• Reading passage
--------------------------------------------------

If you can find it, try to get Bill Planer’s “Lost Voyages of Star Trek.” It includes synopses of Star Trek scripts that were never filmed.
In the mid-70s, Paramount was going to start a “fourth television network” and its flagship show was to be “Star Trek: Phase II.” The adventures of the Enterprise’s second five-year journey.
Scripts were commissioned, the actors were going to reprise their roles, except for Leonard Nimoy.
New characters were drawn up: Decker, a headstrong, young first officer; Ilya, a psychic, and onetime lover of Decker’s, and Xon, a vulcan who, unlike Spock, actually enjoyed working on a ship with humans and wanted to be more like them. (These three characters might sound familiar.)
Then something big happened: Star Wars.
Paramount executives who had spent every morning climbing over a new pile of mail from Star Trek fans begging for a Star Trek movie started asking themselves: Do we own any properties that have spaceships in them?
Plans for the fourth network and Phase II were scrapped. (Barry Diller, the Paramount executive spearheading this concept, would take it to Fox. You might have heard of this.)
Roddenberry was ordered: Make us a movie.
Then came an astonishing series of bad decisions, one understandable, the rest bewildering.
Bad decision one: Choosing the director. This is the understandable bad decision. We’re talking Robert Wise. “West Side Story,” “The Sound of Music,” Blockbusters both. But most important to Roddenberry: “The Day the Earth Stood Still.” Possibly the most cerebral science fiction drama up to that time, and probably to this day. (Call me what you must, 2001 a Space Odyssey was a pretentious overlong boring indulge-o-fest)
Rodddenberry didn’t want spaceships blowing each other up, he wanted a movie just like “The Day the Earth Stood Still”: men in military uniforms sitting around discussing what to do about the alien threat ... if it is a threat.
The problem is, after Star Wars, no one else wanted that. We wanted fast ships and explosions. Instead we got long long talky meetings, and interminable inspections of the outer hull of the Enterprise
Now the baffling decisions: Roddenberry went to the stack of scripts written for Phase II and found “In Thy Image,” a story about an Earth space probe that becomes self-aware and returns to meet its makers.

--------------------------------------------------

• Data supplied

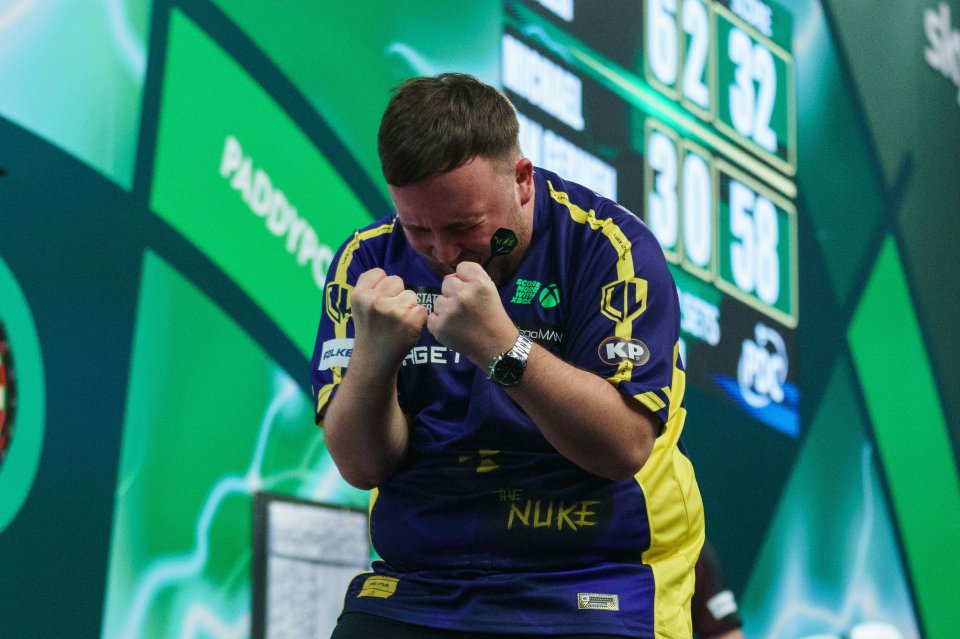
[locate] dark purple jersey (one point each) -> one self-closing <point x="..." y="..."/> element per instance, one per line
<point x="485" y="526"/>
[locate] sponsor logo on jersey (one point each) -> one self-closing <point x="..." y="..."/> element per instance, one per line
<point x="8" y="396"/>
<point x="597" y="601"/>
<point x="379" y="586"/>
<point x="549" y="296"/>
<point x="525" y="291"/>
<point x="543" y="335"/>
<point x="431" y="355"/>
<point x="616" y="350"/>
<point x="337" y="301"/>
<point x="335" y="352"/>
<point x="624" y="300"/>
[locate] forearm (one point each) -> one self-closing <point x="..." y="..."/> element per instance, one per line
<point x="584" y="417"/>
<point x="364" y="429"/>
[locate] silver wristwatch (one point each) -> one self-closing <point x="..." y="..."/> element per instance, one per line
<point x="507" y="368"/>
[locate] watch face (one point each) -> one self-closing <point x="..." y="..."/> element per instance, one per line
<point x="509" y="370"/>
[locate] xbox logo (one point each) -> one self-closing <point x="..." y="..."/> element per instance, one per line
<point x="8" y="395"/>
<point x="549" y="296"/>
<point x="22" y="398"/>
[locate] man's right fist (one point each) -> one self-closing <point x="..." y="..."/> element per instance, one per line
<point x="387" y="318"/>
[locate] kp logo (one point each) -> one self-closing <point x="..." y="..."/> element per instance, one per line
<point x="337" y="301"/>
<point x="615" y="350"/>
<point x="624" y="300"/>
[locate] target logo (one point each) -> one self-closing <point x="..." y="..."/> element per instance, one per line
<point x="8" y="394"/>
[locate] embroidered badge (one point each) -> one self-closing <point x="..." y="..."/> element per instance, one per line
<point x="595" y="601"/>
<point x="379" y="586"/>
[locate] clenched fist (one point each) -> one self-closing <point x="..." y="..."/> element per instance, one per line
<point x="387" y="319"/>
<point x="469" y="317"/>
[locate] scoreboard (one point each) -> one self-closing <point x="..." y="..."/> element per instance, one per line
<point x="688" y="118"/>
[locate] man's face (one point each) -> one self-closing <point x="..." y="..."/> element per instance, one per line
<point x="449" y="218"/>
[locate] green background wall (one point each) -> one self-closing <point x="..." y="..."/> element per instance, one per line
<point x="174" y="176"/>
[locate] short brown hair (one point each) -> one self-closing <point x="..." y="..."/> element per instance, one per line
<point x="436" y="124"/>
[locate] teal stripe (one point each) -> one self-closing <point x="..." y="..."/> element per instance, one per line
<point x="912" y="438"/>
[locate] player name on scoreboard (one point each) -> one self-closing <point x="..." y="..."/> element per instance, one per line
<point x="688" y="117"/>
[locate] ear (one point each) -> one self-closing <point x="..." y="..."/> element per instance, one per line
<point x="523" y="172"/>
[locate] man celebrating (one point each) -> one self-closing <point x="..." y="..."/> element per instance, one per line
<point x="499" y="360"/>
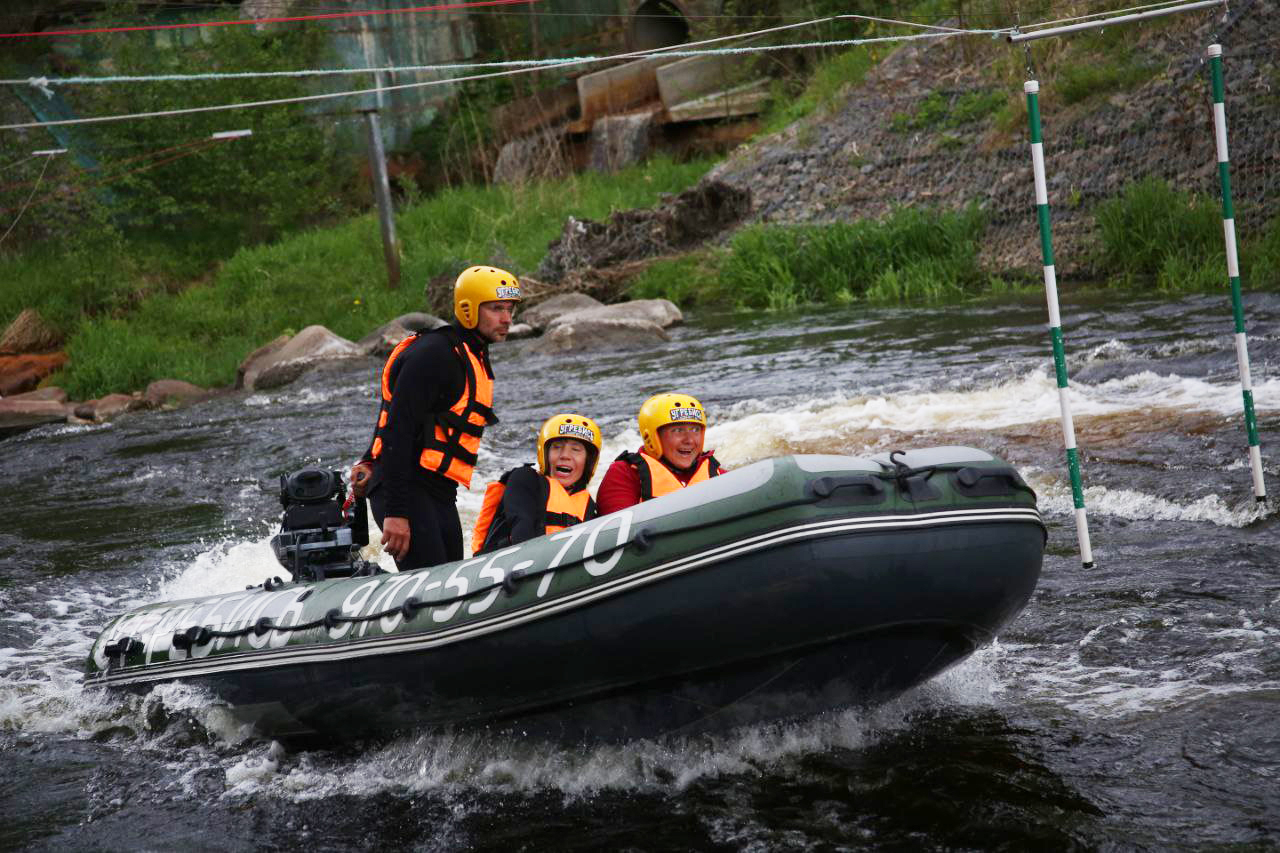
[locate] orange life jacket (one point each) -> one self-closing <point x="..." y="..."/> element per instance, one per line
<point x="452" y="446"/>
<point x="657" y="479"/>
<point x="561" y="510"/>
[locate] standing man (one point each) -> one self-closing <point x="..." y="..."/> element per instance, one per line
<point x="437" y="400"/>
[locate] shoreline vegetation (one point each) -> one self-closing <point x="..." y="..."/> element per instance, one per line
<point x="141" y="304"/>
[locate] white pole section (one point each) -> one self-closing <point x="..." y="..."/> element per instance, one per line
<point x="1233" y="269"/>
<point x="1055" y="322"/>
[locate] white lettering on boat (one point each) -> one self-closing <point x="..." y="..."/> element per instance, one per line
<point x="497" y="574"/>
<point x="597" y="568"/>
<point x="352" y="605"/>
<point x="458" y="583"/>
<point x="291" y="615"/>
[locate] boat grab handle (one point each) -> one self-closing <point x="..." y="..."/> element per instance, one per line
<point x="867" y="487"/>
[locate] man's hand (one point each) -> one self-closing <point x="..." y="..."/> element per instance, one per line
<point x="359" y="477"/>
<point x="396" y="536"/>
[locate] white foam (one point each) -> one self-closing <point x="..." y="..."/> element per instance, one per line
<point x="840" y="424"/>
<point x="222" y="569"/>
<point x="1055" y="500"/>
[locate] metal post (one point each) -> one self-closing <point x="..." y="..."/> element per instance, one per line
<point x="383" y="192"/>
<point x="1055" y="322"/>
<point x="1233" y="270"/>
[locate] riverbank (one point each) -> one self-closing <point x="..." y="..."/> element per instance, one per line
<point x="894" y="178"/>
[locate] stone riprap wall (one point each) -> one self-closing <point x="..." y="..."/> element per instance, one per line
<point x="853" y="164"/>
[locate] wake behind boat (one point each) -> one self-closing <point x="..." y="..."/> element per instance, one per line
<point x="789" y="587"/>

--------------------------------------------------

• Exercise tasks
a. Translate this sentence from the Star Trek commentary into Spanish: "Plans for the fourth network and Phase II were scrapped."
b. Carry on the Star Trek commentary from its final sentence.

• Answer list
a. Se descartaron los planes para la cuarta cadena y para Phase II.

b.
Two problems with this script. A) it had been done before as an episode of Star Trek, B) the concept really doesn’t lend itself to a big budget motion picture experience. There are no villains! Now after “Wrath of Khan” I can’t argue that going back to the source material is a bad idea, but Khan was a sequel, building on the original. And if you’re going to spend $20 million (then a lot of money for a movie) to remake an episode of Star Trek, do “The Doomsday Machine” That episode just begs for the big-screen treatment. (Check out the CGI-improved version, you’ll see I’m right).
Baffling decision 2: “Let’s shave Persis Khambatta’s head!”
Baffling decision 3: Upon finding out the revived Star Trek would be a movie, Leonard Nimoy was suddenly interested. At this point, Roddenberry thought, wow, I can keep Decker and Ilia, but I’ll have to kill off Xon.
Kill off Xon?
Roddenberry somehow was thinking that not only were the Star Trek Phase II episodes filmed, they were aired, and the fans would want an explanation on why Xon wasn’t in the movie.
How else to explain his role in the film as the quickly introduced, quickly dispatched Vulcan, making a movie that was a half hour too long even longer?
The film was released, became a hit, but was quickly nicknamed Star Trek: The Motionless Picture.
So, Roddenbery went into exile and Paramount would never release another Star Trek film without phasers being fired and things blowing up.
When Roddenberry returned from exile, they let him produce an ambitious little TV program called Star Trek: The Next Generation.
Once again, he raided the box o’ scripts from Phase II. Only wherever it said Kirk, he crossed it out and wrote Picard. Decker became Riker; Ilia became Troi, and Xon became Data.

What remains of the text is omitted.